**EXERCISE INSTRUCTIONS:**
For the records that follow, please set down exactly the lines between the one holding "[ ] one point per instance of the teal" and the one holding "[ ] one point per instance of the wooden", inclusive, and only those.

**MATERIAL SUPPLIED:**
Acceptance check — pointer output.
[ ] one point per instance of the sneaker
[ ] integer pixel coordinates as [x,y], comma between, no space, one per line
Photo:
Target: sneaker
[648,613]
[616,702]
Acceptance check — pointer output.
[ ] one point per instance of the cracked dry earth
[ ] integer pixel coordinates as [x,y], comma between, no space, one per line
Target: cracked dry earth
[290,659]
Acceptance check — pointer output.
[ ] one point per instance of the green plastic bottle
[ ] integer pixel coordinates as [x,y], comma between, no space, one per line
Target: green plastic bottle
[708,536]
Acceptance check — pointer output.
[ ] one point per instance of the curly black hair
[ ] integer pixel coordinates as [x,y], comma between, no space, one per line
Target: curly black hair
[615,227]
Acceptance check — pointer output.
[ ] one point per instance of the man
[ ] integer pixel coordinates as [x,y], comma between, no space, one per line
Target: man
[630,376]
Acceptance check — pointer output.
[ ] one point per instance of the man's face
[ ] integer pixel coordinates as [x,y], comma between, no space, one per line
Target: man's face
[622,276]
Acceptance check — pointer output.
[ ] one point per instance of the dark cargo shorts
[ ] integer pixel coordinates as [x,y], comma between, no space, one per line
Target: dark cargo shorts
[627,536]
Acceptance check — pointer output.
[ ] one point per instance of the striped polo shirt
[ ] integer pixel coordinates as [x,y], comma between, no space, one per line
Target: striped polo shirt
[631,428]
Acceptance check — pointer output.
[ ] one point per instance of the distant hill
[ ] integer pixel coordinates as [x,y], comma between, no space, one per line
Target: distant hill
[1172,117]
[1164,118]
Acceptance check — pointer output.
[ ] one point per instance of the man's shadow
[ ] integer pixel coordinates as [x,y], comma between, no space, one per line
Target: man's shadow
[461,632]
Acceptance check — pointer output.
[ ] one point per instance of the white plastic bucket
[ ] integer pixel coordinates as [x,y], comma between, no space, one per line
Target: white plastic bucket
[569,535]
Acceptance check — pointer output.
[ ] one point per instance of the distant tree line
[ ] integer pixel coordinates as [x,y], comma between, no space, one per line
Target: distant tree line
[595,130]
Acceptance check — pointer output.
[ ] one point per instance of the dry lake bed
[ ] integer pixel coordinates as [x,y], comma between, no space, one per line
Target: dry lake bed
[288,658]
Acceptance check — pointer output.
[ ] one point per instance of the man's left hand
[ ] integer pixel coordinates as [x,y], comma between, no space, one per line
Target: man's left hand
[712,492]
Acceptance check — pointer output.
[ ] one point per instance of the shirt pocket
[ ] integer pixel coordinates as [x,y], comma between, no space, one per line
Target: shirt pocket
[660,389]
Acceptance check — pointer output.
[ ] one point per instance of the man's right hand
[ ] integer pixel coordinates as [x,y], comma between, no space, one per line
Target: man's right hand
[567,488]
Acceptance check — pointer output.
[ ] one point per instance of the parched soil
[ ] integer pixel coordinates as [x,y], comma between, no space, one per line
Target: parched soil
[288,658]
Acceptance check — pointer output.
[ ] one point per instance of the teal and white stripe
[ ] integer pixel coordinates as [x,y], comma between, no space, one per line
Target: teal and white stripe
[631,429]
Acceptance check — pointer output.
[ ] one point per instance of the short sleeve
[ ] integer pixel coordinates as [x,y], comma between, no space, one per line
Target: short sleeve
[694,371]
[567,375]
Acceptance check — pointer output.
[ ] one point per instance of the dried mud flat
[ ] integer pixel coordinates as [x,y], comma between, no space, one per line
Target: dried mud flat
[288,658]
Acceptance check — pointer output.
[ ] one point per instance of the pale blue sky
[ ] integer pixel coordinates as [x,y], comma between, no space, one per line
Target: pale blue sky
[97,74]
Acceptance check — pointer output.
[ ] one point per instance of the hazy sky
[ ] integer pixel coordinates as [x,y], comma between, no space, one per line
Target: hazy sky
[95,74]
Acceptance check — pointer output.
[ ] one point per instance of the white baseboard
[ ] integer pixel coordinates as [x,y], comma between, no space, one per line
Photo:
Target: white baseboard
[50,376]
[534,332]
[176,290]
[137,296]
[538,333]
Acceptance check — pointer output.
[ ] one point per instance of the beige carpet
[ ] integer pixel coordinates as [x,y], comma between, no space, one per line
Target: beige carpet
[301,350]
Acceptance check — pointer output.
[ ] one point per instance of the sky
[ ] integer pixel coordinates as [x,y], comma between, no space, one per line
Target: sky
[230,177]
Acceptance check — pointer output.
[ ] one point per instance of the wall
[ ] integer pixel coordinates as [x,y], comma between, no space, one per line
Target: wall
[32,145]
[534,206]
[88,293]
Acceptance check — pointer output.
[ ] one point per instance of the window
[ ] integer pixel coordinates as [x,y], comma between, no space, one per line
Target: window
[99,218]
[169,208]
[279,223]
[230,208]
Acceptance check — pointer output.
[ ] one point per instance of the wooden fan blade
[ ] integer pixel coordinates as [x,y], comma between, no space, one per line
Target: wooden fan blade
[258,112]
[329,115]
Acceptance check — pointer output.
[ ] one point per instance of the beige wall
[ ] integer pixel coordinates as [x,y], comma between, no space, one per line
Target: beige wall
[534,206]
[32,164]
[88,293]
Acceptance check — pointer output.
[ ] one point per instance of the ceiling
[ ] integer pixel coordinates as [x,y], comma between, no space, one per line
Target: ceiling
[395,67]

**SOLUTION:**
[ ] one point per instance of the teal and white stripe
[ ] integer pixel coordinates as [x,y], comma between, no space, one per line
Target: teal and white stripe
[631,429]
Acceptance check — pointer output.
[ ] one point per instance of the short sleeve
[ ] integer pixel coordinates as [x,y], comma between, no space, one per line
Target: short sleeve
[694,371]
[567,375]
Acceptance check — pointer output.
[ ] one point per instance of the dried mud flat
[ ] integer pixel coordinates as [x,y], comma between, no space, one per line
Target: dried mud flat
[288,658]
Acceptance check — pointer output.
[ ] one point per instance of the pale blue sky
[ ] integer pixel coordinates as [x,y], comma between, no space, one per line
Target: pale blue sky
[97,74]
Acceptance check — pointer output.
[ ] one point per instance of the hazy sky
[ ] integer pixel coordinates as [x,y], comma between, no space, one per line
Target: hazy sky
[95,74]
Acceptance check — pointer output.
[ ] one point per instance of the white baseboard
[ ] integer pixel coordinates as [x,y], comma between, no space, one per line
Photo:
Target: white baseboard
[50,376]
[534,332]
[176,290]
[137,296]
[538,333]
Acceptance check — pointer output.
[ ] one point per instance of the beige carpet
[ ] integer pixel coordinates as [x,y], comma between, no space, one per line
Target: beige carpet
[301,350]
Acceptance check — pointer output.
[ ] one point per instance of the sky
[ ] integer pixel coordinates as [x,y], comma between, no space, one per line
Target: sky
[230,177]
Acceptance check — pointer output.
[ ] one point per instance of the wall
[ ] integer pixel coordinates as [x,y], comma between, no space, one per line
Target: wall
[32,145]
[534,206]
[88,293]
Acceptance check — pointer output.
[ ] one point per instance of the window
[ ] integer pixel coordinates as [x,y], comma between, no space, one per line
Target: window
[99,218]
[169,208]
[279,223]
[230,208]
Acceptance check — pointer output.
[ ] one point per instance of the wooden fan blade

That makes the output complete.